■ Schriftliche Aufgabe a ■
Beantworte anhand des Textes über die Plagiatsvorwürfe gegen Claudine Gay diese Fragen:
(i) Aus welchem Jahr stammt Gays Dissertation?
(ii) Zu welchem Schluss kam Harvard nach einigen Wochen?
(iii) Auf welcher Plattform schrieb Rufo am 19. Dezember?

■ Vorgegebener Text ■
+ + + +

Nur einen Tag nach Magills Rücktritt setzte eine Kampagne ein, die Gay
vorwarf, sowohl in ihrer Dissertation von 1997 als auch in einigen ihrer
später veröffentlichten wissenschaftlichen Publikationen plagiiert zu
haben. Sie habe ganze Sätze, mitunter nur leicht abgewandelt, aus anderen
Publikationen übernommen, ohne das kenntlich zu machen, so der anonym
lancierte Vorwurf. Harvard nahm sich dessen an und kam nach einigen Wochen
zu dem Schluss, zwar gäbe es ein paar nicht ganz der Form genügende
Zitierungen, das sei aber weit unterhalb des Plagiat-Vorwurfes anzusiedeln.
Auch die Urheber der mutmaßlich abgeschriebenen Originaltexte winkten ab.
## Das hat geklappt
Dennoch ging damit die Debatte weg vom Vorwurf ungenügenden Vorgehens gegen
Antisemitismus zu sehr viel Grundlegenderem: War Claudine Gay, so der
Vorwurf von rechts, niemals aufgrund ihrer wissenschaftlichen Leistungen,
sondern nur als Schwarze und Frau an den Posten gekommen?
In die Öffentlichkeit getragen wurden die Plagiatsvorwürfe zuerst von
Christopher Rufo – einem Rechtsaußen-Aktivisten gegen „Wokeness“, der als
Berater von Floridas Gouverneur Ron DeSantis dafür gesorgt hatte, den Kampf
gegen das Aufnehmen der Critical Race Theory in die Lehrpläne zur
nationalen konservativen Sache zu machen. Am 19. Dezember schrieb Rufo auf
X, vormals Twitter: „Wir haben die Plagiatsgeschichte von rechts initiiert.

+ + + +

■ Schriftliche Aufgabe b ■
Gib einen Abschnitt der Datenzeilen samt den Anweisungen noch einmal aus und zähle dabei zu jeder Koordinate in den Antworten 64 hinzu. Beginne bei der Zeile, die „of the navel“ enthält, und höre nach der Zeile auf, die „x=408, y=802“ enthält.

■ Auszüge aus Datensätzen ■
+ + + +

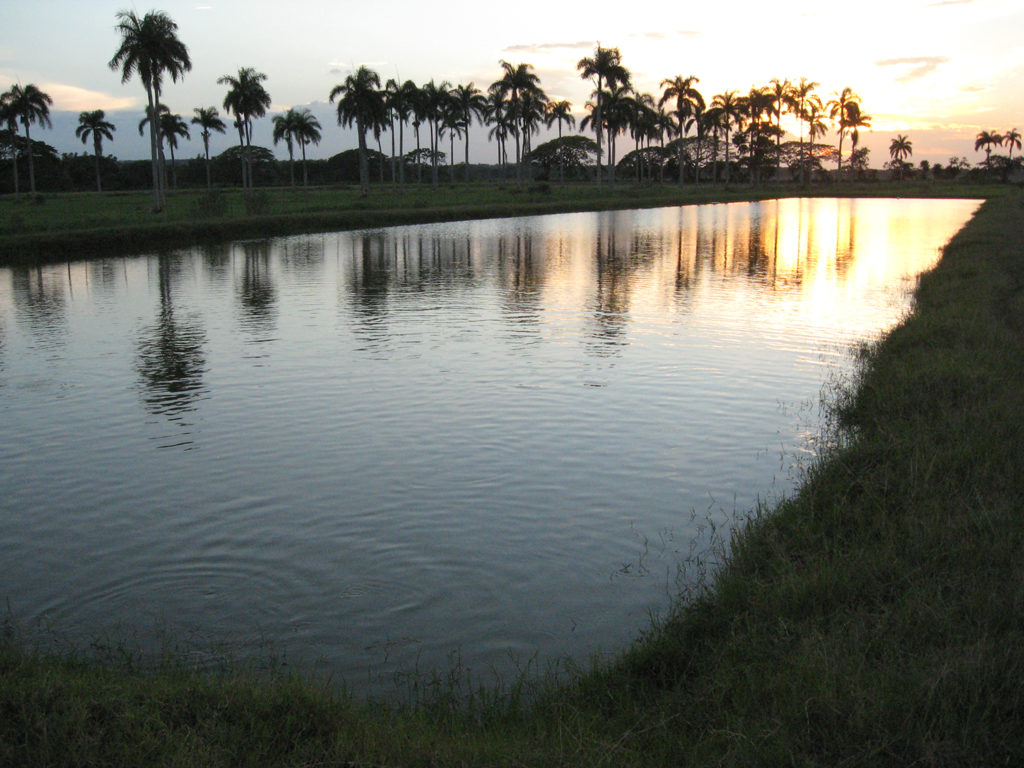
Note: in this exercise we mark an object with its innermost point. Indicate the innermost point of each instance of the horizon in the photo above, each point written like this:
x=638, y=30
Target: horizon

+ + + +

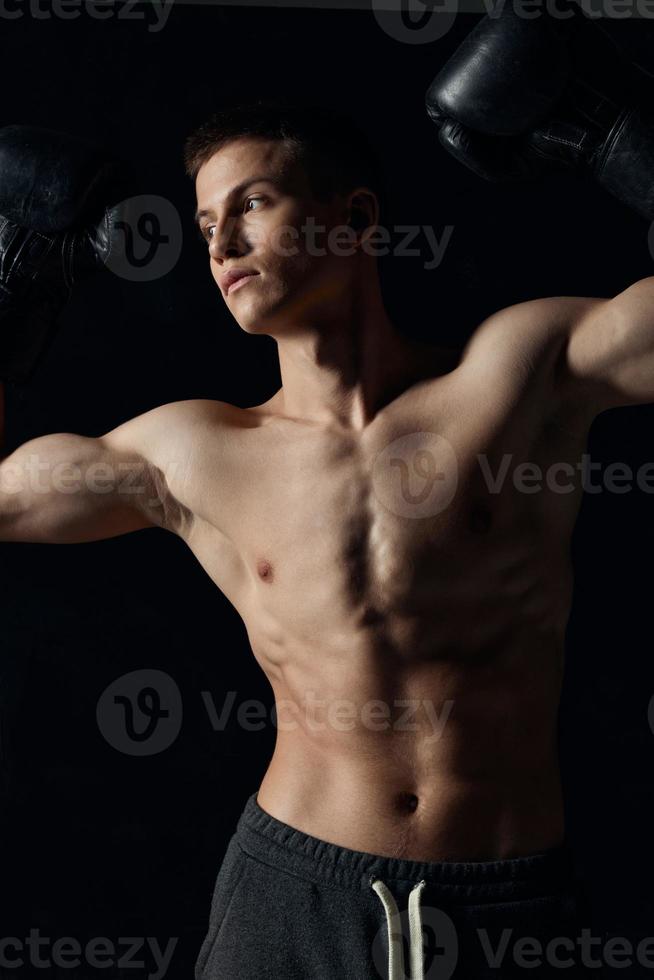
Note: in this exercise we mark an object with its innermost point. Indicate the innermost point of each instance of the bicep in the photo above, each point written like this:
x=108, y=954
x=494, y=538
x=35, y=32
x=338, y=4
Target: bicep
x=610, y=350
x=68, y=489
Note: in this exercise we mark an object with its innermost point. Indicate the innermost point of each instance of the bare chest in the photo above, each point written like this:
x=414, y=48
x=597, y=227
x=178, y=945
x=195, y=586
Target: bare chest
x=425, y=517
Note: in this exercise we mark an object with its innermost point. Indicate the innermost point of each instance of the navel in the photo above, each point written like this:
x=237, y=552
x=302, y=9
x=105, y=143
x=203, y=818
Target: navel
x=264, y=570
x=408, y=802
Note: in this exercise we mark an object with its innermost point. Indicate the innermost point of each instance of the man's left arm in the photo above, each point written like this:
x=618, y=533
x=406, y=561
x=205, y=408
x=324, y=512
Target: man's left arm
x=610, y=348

+ + + +

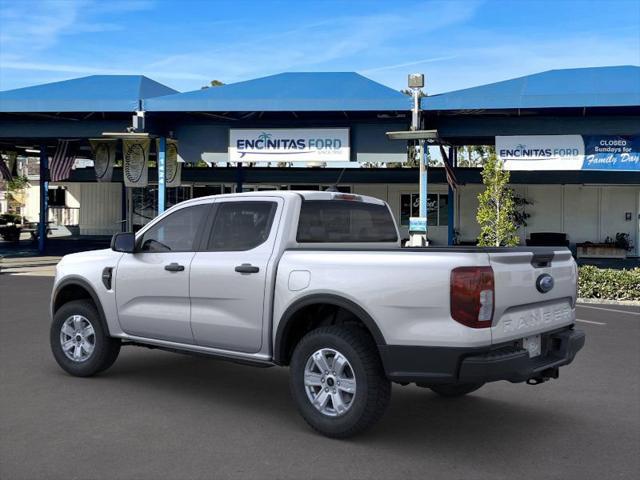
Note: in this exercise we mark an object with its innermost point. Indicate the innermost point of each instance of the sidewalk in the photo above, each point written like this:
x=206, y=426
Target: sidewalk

+ + + +

■ Schriftliche Antwort a ■
(i) Aus dem Jahr 1997.
(ii) Es gebe zwar ein paar nicht ganz der Form genügende Zitierungen, das sei aber weit unterhalb des Plagiat-Vorwurfes anzusiedeln.
(iii) Auf X, vormals Twitter.

■ Schriftliche Antwort b ■
Note: in this exercise we mark an object with its innermost point. Indicate the innermost point of each instance of the navel in the photo above, each point written like this:
x=237, y=552
x=302, y=9
x=105, y=143
x=203, y=818
Target: navel
x=328, y=634
x=472, y=866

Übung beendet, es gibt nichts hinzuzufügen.